- **EXCERPTED TEXT**:
=== Section Start ===

Background: Visual disturbance, visuo-spatial difficulties, and exacerbations of pain associated with these, have been reported by some patients with Complex Regional Pain Syndrome (CRPS).
Aims: We investigated the hypothesis that some visual stimuli (i.e. those which produce ambiguous perceptions) can induce pain and other somatic sensations in people with CRPS.
Methods: Thirty patients with CRPS, 33 with rheumatology conditions and 45 healthy controls viewed two images: a bistable spatial image and a control image. For each image participants recorded the frequency of percept change in 1 min and reported any changes in somatosensation.
Results: 73% of patients with CRPS reported increases in pain and/or sensory disturbances including changes in perception of the affected limb, temperature and weight changes and feelings of disorientation after viewing the bistable image. Additionally, 13% of the CRPS group responded with striking worsening of their symptoms which necessitated task cessation. Subjects in the control groups did not report pain increases or somatic sensations.

=== Section End ===

- **DATASET ENTRIES**:
=== Section Start ===

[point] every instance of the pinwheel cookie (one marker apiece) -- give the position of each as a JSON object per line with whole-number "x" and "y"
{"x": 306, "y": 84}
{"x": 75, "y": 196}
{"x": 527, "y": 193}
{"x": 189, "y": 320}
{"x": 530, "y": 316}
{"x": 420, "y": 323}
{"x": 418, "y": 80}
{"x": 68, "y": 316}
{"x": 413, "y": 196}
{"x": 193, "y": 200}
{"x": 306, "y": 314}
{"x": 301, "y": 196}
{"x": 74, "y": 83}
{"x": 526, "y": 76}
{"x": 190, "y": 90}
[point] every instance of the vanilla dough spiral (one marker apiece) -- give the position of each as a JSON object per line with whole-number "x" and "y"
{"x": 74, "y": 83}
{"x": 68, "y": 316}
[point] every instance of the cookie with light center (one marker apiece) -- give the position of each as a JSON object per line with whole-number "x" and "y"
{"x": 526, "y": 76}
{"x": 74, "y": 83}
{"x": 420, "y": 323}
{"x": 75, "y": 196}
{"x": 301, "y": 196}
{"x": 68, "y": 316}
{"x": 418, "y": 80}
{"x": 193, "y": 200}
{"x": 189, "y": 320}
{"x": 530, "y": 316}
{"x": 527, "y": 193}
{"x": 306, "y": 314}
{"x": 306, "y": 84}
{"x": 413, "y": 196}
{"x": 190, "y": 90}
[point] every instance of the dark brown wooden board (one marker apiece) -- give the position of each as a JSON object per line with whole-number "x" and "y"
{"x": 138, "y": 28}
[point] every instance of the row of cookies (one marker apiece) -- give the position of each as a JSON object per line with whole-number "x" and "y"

=== Section End ===

- **SET OF TASKS**:
a) In the abstract on Complex Regional Pain Syndrome, what share of the CRPS group had symptoms worsen so badly that they had to stop the task?
b) Please pick up the abstract on Complex Regional Pain Syndrome after its final sentence and carry it on from there.

- **OUTPUTS BY TASK**:
a) 13% of the CRPS group.

b)
Conclusions: It is possible to worsen the pain suffered in CRPS, and to produce other somatic sensations, by means of a visual stimulus alone. This is a newly described finding. As a clinical and research tool, the experimental method provides a means to generate and exacerbate somaesthetic disturbances, including pain, without moving the affected limb and causing nociceptive interference. This may be particularly useful for brain imaging studies.